Trecho fornecido:
Essas três medidas decisivas estavam
ligadas. O objetivo oculto da Companhia
do Grão-Pará e Maranhão era de fato
mais amplo do que talvez indique seu foco regional. Com efeito, Pombal começou seus esforços de "nacionalizar" setores do comércio colonial nos quais os negociantes estrangeiros eram menos ativos para camuflar suas intenções mais
largas.
Pombal esperava que, concedendo privilégios especiais e proteção para estimular a emissão de créditos mais longos por
negociantes portugueses, as casas mercantis em Portugal seriam capazes de
acumular capital suficiente para competir com mais eficácia com os negociantes
britânicos no comércio colonial como
um todo e, por extensão, também em
Portugal.
Desse modo, o Estado pombalino conteria e limitaria o papel da participação
estrangeira no comércio luso-atlântico.
E, golpeando os comissários volantes, ele
esperava suprimir um elo decisivo entre
os negociantes estrangeiros em Portugal
e os produtores brasileiros -e, no caso
da Amazônia, os jesuítas, cujo comércio
em produtos amazônicos ele via como
uma concorrência desleal com o de empresários brasileiros e portugueses a
quem ele queria estimular.
Pombal disse ao duque Silva Tarouca
que seu objetivo ao estabelecer a Companhia do Grão-Pará e Maranhão era "restabelecer às praças mercantis de Portugal e do Brasil as comissões de que foram
privadas e que são a principal substância
do comércio e o meio pelo qual poderiam ser estabelecidas as grandes casas
mercantis que têm faltado em Portugal".
Pombal também insistiu com seu irmão,
em correspondência privada, para "usar
todo pretexto possível para separar os jesuítas da fronteira e cortar todas as comunicações entre eles e os jesuítas dos
domínios espanhóis".

Tarefas solicitadas:
a. Quais nomes de lugares aparecem no trecho sobre Pombal, contando também os que fazem parte do nome da Companhia?
b. Escreva a continuação do trecho sobre Pombal e a Companhia do Grão-Pará e Maranhão, começando logo após a última frase apresentada.

Registros fornecidos:
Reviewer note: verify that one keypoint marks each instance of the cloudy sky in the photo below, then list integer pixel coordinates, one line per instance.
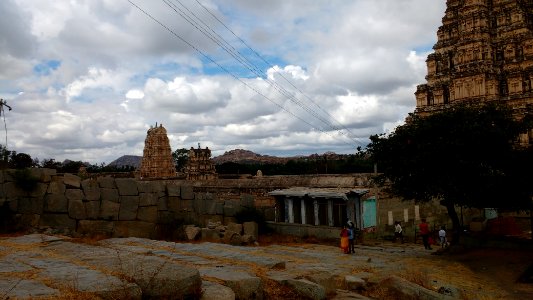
(87, 78)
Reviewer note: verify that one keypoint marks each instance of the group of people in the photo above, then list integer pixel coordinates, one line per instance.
(348, 235)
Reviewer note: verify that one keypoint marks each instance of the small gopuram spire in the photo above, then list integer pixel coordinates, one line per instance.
(157, 159)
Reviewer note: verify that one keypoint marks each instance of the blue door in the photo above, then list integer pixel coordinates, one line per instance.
(369, 212)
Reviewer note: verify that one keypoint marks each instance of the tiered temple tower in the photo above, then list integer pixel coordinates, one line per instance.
(199, 165)
(484, 53)
(157, 159)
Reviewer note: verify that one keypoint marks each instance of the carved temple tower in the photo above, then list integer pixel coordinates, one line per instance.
(199, 165)
(157, 159)
(484, 53)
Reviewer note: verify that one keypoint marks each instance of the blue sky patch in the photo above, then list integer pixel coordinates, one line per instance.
(45, 68)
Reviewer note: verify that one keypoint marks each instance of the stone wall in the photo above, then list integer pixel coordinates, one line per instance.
(118, 207)
(122, 207)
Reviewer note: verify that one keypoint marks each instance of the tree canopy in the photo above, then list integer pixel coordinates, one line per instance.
(466, 155)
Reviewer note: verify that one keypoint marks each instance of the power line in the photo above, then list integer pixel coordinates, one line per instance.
(240, 58)
(2, 104)
(271, 66)
(221, 67)
(226, 46)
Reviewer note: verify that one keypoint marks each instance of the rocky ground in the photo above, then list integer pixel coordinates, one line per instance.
(54, 267)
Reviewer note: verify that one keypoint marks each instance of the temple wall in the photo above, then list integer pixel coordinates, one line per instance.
(122, 207)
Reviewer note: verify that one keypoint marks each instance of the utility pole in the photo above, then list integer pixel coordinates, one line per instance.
(2, 104)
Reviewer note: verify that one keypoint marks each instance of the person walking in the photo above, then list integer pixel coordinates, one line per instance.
(424, 233)
(398, 231)
(442, 237)
(351, 237)
(344, 239)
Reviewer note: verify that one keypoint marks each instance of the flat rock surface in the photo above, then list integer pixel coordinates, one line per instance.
(40, 266)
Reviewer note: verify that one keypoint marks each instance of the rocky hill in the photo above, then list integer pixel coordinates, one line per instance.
(240, 156)
(126, 160)
(245, 156)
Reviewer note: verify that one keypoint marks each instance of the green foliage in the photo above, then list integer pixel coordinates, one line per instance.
(24, 179)
(465, 155)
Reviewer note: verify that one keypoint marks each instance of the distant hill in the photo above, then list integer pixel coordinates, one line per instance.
(236, 156)
(245, 156)
(126, 160)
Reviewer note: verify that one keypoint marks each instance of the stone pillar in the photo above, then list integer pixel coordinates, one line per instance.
(315, 204)
(303, 210)
(350, 210)
(286, 207)
(330, 212)
(290, 210)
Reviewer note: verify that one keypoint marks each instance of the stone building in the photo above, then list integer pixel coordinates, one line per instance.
(320, 206)
(484, 53)
(157, 159)
(199, 165)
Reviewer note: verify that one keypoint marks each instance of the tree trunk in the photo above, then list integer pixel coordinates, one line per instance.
(456, 231)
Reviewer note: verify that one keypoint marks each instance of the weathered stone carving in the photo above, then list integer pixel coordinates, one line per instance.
(484, 53)
(199, 166)
(157, 159)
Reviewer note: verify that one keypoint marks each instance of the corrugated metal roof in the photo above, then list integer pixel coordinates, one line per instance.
(341, 193)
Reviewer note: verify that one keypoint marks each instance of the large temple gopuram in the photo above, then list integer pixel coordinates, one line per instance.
(157, 162)
(484, 53)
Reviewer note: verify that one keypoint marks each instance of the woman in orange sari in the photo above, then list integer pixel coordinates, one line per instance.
(344, 239)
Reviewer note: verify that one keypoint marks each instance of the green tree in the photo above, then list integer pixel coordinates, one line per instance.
(466, 155)
(180, 156)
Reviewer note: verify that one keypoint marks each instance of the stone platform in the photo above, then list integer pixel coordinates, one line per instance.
(41, 266)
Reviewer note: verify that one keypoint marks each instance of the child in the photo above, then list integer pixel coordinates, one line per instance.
(344, 239)
(442, 237)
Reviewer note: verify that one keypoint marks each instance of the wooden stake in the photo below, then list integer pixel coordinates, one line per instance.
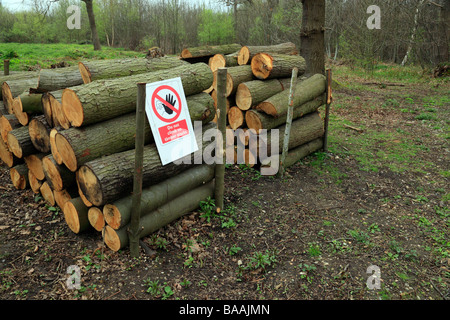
(221, 126)
(290, 115)
(327, 111)
(134, 229)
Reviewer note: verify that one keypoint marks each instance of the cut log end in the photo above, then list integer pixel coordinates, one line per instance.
(65, 151)
(262, 65)
(112, 216)
(243, 56)
(85, 73)
(243, 97)
(96, 219)
(111, 239)
(72, 108)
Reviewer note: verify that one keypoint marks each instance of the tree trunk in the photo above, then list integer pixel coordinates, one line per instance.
(58, 176)
(76, 146)
(303, 130)
(34, 163)
(258, 120)
(19, 142)
(90, 12)
(19, 176)
(249, 94)
(109, 178)
(76, 215)
(39, 132)
(118, 213)
(235, 76)
(270, 66)
(57, 79)
(305, 91)
(312, 36)
(208, 51)
(106, 99)
(108, 69)
(246, 53)
(151, 222)
(294, 154)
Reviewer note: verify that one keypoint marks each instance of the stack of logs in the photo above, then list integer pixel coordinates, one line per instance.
(69, 134)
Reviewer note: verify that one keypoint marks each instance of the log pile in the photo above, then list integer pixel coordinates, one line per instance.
(69, 134)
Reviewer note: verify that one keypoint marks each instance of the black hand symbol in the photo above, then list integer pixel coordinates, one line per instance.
(171, 100)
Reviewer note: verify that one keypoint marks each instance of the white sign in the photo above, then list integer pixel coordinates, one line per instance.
(168, 115)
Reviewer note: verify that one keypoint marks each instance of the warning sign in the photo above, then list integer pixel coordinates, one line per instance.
(168, 115)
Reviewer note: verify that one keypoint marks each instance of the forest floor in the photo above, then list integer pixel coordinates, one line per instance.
(379, 200)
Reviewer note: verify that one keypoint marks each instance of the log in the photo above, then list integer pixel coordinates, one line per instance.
(19, 142)
(305, 90)
(26, 105)
(35, 183)
(58, 176)
(116, 68)
(235, 76)
(106, 99)
(96, 219)
(303, 130)
(13, 88)
(76, 215)
(118, 213)
(7, 156)
(59, 78)
(34, 163)
(270, 66)
(151, 222)
(8, 122)
(19, 176)
(293, 155)
(208, 51)
(39, 132)
(246, 53)
(251, 93)
(259, 120)
(47, 193)
(109, 178)
(77, 146)
(235, 117)
(221, 61)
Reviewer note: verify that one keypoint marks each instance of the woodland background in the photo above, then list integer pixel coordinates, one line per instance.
(418, 25)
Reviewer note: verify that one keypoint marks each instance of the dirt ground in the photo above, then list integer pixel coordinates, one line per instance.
(378, 199)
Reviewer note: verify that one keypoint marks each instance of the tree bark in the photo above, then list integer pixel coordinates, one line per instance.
(109, 178)
(106, 99)
(151, 222)
(118, 213)
(258, 120)
(91, 16)
(270, 66)
(39, 132)
(207, 51)
(235, 76)
(117, 68)
(306, 90)
(312, 36)
(246, 53)
(249, 94)
(19, 142)
(57, 79)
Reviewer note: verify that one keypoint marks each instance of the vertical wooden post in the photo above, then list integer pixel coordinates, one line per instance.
(221, 126)
(290, 115)
(135, 229)
(327, 111)
(6, 67)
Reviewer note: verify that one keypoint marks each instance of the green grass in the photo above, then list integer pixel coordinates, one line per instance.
(24, 56)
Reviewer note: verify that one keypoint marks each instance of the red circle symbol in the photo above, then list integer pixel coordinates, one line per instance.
(170, 106)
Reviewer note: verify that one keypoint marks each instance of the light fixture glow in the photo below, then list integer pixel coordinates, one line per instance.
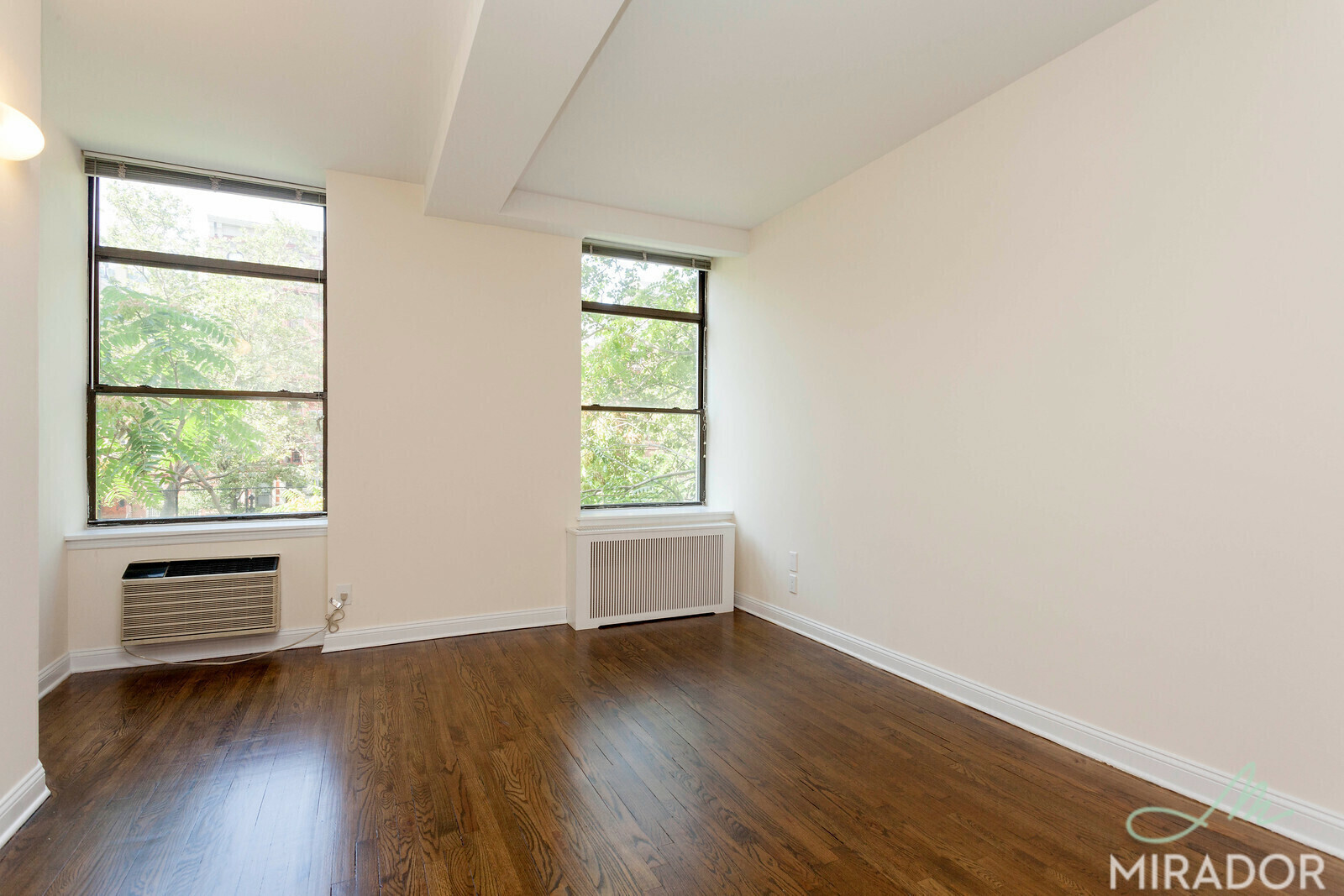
(19, 137)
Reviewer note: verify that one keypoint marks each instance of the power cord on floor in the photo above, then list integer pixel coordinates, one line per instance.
(333, 626)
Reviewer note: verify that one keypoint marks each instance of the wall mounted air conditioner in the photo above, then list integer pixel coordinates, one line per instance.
(629, 569)
(190, 600)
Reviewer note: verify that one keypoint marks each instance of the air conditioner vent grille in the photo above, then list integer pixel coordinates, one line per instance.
(655, 575)
(201, 606)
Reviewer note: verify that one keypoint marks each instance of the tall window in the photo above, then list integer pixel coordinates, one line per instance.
(644, 432)
(207, 359)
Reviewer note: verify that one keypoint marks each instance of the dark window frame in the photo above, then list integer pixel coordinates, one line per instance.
(701, 318)
(98, 168)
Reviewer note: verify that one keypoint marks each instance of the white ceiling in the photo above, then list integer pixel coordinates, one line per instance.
(281, 89)
(732, 112)
(672, 123)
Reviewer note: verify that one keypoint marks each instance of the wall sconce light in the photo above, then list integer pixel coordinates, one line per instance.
(19, 137)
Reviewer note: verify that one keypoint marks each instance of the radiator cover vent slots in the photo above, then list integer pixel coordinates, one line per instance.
(656, 575)
(190, 600)
(633, 567)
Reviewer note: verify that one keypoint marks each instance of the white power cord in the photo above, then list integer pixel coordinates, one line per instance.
(333, 627)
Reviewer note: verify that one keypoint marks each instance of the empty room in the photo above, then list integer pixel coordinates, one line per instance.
(671, 446)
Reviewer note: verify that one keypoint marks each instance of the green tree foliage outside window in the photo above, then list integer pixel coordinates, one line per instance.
(165, 456)
(640, 457)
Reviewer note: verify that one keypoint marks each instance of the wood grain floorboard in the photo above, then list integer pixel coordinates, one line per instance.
(679, 758)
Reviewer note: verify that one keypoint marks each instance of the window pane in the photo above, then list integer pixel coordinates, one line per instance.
(175, 457)
(212, 224)
(640, 362)
(617, 281)
(174, 328)
(640, 458)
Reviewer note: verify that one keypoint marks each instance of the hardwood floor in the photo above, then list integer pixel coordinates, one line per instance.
(709, 755)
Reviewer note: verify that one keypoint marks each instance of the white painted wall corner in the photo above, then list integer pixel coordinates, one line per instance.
(53, 674)
(22, 801)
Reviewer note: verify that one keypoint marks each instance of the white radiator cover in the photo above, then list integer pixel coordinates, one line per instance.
(628, 567)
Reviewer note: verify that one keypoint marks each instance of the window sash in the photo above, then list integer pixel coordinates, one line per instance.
(658, 313)
(100, 167)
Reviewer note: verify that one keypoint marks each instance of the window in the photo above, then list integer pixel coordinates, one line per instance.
(207, 345)
(644, 432)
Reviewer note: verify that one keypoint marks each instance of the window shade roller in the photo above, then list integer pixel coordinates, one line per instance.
(104, 165)
(633, 253)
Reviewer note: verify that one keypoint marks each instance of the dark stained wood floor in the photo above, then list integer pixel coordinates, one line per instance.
(709, 755)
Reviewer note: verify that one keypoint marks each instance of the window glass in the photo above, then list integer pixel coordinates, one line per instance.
(208, 394)
(640, 362)
(185, 221)
(617, 281)
(181, 457)
(640, 458)
(178, 328)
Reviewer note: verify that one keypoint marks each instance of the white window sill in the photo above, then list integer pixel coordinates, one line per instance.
(617, 519)
(151, 533)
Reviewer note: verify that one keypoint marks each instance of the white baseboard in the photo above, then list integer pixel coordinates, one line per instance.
(22, 801)
(98, 658)
(380, 636)
(53, 674)
(1317, 828)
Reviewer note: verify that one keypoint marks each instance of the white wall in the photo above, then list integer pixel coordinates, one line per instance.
(20, 86)
(62, 364)
(454, 389)
(1052, 396)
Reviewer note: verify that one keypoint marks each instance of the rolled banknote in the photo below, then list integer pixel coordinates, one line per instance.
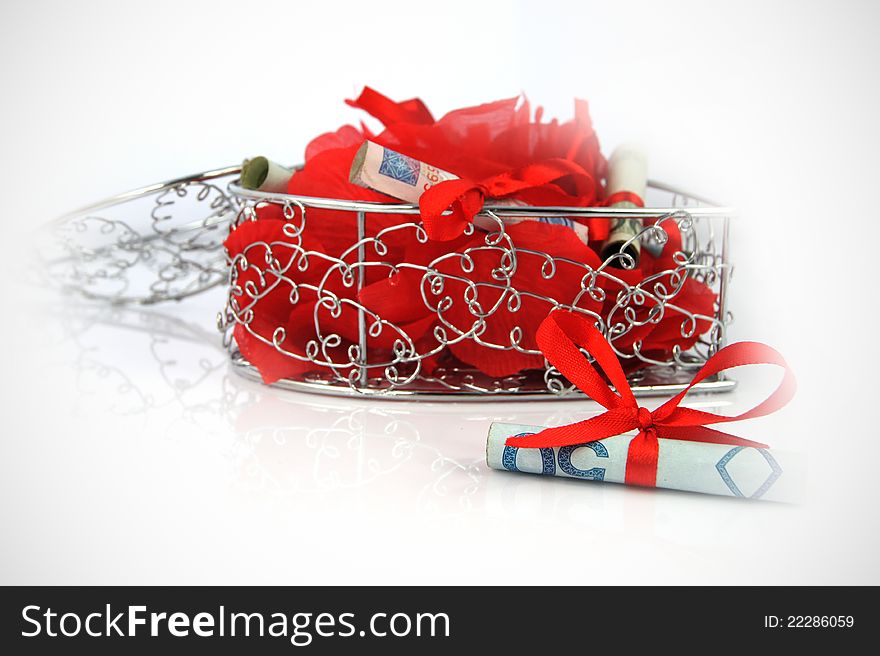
(406, 179)
(627, 171)
(262, 174)
(722, 469)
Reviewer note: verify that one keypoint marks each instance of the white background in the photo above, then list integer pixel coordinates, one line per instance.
(130, 454)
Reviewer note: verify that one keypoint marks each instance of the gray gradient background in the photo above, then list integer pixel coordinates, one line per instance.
(769, 106)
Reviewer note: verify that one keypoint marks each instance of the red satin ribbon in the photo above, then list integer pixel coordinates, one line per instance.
(465, 198)
(559, 337)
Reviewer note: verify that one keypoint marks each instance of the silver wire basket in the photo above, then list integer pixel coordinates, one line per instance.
(330, 363)
(158, 243)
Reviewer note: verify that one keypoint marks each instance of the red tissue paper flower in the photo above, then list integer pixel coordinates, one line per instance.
(298, 300)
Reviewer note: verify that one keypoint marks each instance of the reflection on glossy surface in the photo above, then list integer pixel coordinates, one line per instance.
(165, 371)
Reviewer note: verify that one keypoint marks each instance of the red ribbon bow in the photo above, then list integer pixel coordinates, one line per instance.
(465, 198)
(559, 337)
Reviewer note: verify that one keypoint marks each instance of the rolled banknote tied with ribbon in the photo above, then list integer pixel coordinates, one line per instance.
(626, 185)
(734, 471)
(672, 446)
(389, 172)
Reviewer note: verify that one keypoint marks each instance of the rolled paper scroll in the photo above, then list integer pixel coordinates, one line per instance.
(262, 174)
(733, 471)
(406, 179)
(627, 172)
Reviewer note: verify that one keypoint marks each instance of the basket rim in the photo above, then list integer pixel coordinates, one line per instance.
(710, 208)
(373, 207)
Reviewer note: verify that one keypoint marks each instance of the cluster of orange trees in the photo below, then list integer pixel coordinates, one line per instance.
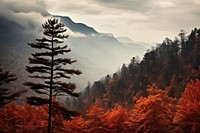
(156, 113)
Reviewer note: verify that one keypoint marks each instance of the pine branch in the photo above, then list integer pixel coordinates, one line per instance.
(37, 60)
(39, 69)
(64, 61)
(37, 101)
(40, 45)
(36, 86)
(69, 71)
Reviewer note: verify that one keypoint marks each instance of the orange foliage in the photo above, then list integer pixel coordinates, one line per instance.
(117, 120)
(154, 113)
(188, 109)
(151, 114)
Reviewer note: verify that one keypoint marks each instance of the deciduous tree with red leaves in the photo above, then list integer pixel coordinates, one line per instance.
(187, 117)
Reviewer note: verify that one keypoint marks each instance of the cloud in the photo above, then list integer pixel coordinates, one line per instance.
(28, 14)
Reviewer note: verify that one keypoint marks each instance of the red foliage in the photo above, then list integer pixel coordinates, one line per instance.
(154, 113)
(188, 109)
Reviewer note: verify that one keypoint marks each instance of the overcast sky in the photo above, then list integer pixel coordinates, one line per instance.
(141, 20)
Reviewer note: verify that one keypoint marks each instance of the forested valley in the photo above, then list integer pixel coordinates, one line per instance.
(159, 93)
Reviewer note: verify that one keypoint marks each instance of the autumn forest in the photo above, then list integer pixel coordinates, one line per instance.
(157, 94)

Resultados das tarefas:
a. Grão-Pará, Maranhão, Portugal, Brasil, Amazônia

b.
Objetivos implícitos A companhia
monopolista de Pombal servia assim a
objetivos em vários níveis, nem todos
eles explícitos. O principal objetivo no
comércio colonial era tentar diminuir a
influência dos britânicos, mas os métodos empregados para alcançar tal fim
eram sutis, pragmáticos e envoltos em
subterfúgios. O inevitável problema na
relação entre britânicos e portugueses
era que ela estava circunscrita a tratados
que, por razões políticas e de segurança,
os portugueses queriam manter. Um
modo de agir contra a influência britânica, não obstante, enquanto evitava o
confronto aberto sobre os termos dos
tratados entre os dois países era usar
uma variedade de técnicas em Portugal e
dentro do cenário colonial para transpor
as vantagens econômicas das concessões
estrangeiras para os grupos mercantis
portugueses. Nesse respeito, a escolha da
Amazônia para dar início ao processo foi
um subterfúgio bastante sagaz. Os britânicos não perceberam a ameaça a seus
interesses senão ao final da década. Em
Viena, Silva Tarouca, quando informado
das ações de Pombal, muito apreciou a
idéia. Tais eram precisamente o tipo de
grandes e novas disposições que aplaudia -cercadas da camuflagem com que
ele recomendava sempre disfarçá-las.
Isso não quer dizer que a intervenção
de Pombal não tenha encontrado resistência. Longe disso. A promulgação dos
privilégios da Companhia do Grão-Pará
e Maranhão e a emancipação indígena
da tutela missionária provocaram pronta resposta dos comerciantes espoliados
e dos jesuítas.
Ambos encontraram um órgão para
agitação na Mesa do Bem Comum, uma
rudimentar associação comercial lisboeta estabelecida no final dos anos 1720.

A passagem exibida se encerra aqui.